*** Page extract ***
Reflecting on the unfolding disaster that is our social and political life in the United States during the consulship of Biden, I cannot help but think of Aristotle’s description of the structure of Greek tragedy. Obviously, the parallels are not exact. For one thing, tragedy as Aristotle understood it was a quick affair, its action over within a single day. Our national tragedy, by contrast, seems to lumber on indefinitely.

Then there is the question of the character of the protagonist. Aristotle’s chap is “a man who is not eminently good and just, yet whose misfortune is brought about not by vice or depravity, but by some error or frailty.” Sound like Joe Biden? Almost, maybe, but not really. Rudy Giuliani was not talking through his hat when he invoked the specter of the “Biden crime family,” as the words “laptop,” “China,” and “10 percent for the big guy” remind us.
*** End of Page extract ***
» Problem set
a – Can you condense the paragraph that begins "Reflecting on the unfolding disaster" in the commentary on Aristotle and American politics into two or three sentences?
b – From the commentary on Aristotle and American politics, extract the passage between "Reflecting on the" and "lumber on indefinitely.", inclusive.
The items that follow come from a separate source, not from this text.
*** Listed records ***
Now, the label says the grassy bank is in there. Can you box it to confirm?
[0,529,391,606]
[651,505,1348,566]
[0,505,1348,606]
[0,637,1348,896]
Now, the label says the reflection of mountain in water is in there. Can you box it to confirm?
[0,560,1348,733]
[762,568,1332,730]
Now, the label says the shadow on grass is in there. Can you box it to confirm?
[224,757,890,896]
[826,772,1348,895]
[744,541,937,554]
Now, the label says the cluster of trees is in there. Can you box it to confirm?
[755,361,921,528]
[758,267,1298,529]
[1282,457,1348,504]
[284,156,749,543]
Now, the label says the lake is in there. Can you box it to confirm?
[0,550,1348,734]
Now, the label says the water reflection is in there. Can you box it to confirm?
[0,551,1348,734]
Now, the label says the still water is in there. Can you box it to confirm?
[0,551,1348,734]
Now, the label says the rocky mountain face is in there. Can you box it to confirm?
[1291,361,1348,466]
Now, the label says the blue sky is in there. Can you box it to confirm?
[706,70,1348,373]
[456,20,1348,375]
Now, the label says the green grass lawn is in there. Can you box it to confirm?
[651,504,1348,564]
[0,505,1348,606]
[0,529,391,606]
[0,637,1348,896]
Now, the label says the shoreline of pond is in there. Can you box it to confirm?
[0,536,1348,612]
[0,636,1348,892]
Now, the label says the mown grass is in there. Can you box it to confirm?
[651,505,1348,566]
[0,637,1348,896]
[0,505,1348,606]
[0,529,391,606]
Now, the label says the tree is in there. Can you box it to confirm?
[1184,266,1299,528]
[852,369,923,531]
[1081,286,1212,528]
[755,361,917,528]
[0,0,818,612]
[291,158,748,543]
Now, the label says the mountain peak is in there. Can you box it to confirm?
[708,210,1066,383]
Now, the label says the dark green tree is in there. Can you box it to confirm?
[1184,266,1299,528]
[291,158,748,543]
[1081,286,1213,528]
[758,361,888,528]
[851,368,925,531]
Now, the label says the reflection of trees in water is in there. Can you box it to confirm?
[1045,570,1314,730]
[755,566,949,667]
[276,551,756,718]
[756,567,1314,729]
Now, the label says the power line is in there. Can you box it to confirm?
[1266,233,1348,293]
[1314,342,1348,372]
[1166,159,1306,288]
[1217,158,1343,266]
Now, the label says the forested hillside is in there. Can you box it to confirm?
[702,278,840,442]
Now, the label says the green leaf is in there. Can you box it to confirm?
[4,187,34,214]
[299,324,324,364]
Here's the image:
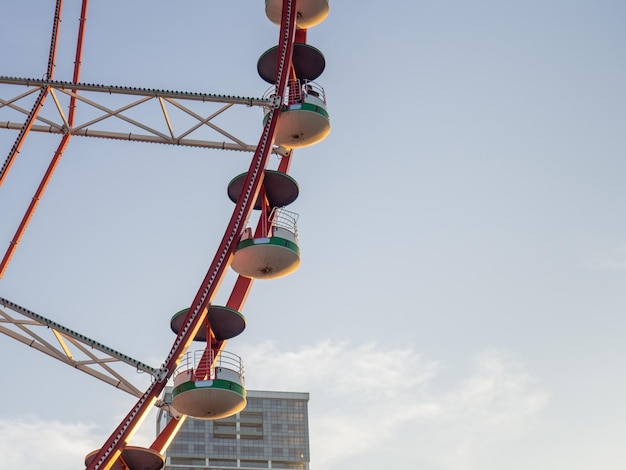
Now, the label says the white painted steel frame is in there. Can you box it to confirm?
[0,76,288,155]
[0,297,159,397]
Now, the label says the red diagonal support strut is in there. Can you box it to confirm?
[0,0,88,279]
[87,0,296,470]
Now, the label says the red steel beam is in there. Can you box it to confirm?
[86,0,296,470]
[0,0,88,279]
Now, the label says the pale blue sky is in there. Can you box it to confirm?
[0,0,626,470]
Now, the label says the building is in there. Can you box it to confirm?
[157,388,310,470]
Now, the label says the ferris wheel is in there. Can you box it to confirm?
[0,0,330,470]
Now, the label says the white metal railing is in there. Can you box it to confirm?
[263,79,326,105]
[174,349,244,380]
[270,207,300,241]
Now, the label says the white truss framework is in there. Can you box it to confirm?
[0,297,162,397]
[0,76,288,155]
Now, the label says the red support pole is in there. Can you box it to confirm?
[86,0,296,470]
[0,0,88,279]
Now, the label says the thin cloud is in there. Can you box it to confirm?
[0,342,548,470]
[242,342,548,470]
[0,418,99,470]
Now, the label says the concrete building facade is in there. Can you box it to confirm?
[157,389,310,470]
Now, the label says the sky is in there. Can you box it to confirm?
[0,0,626,470]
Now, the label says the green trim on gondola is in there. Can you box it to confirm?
[263,103,330,124]
[172,379,246,398]
[237,237,300,255]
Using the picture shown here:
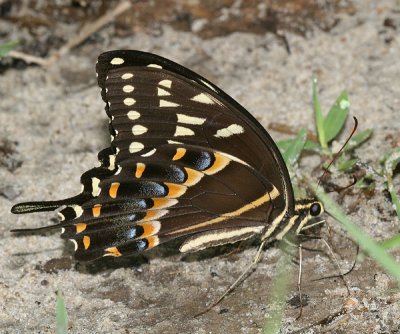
*** End of Listed records ***
» Solutions to each task
a – The disaster of American social and political life under Biden calls to mind Aristotle's description of the structure of Greek tragedy. The parallels are inexact. Aristotle's tragedy was brief, its action over within a single day, while the national tragedy seems to lumber on indefinitely.

b –
Reflecting on the unfolding disaster that is our social and political life in the United States during the consulship of Biden, I cannot help but think of Aristotle’s description of the structure of Greek tragedy. Obviously, the parallels are not exact. For one thing, tragedy as Aristotle understood it was a quick affair, its action over within a single day. Our national tragedy, by contrast, seems to lumber on indefinitely.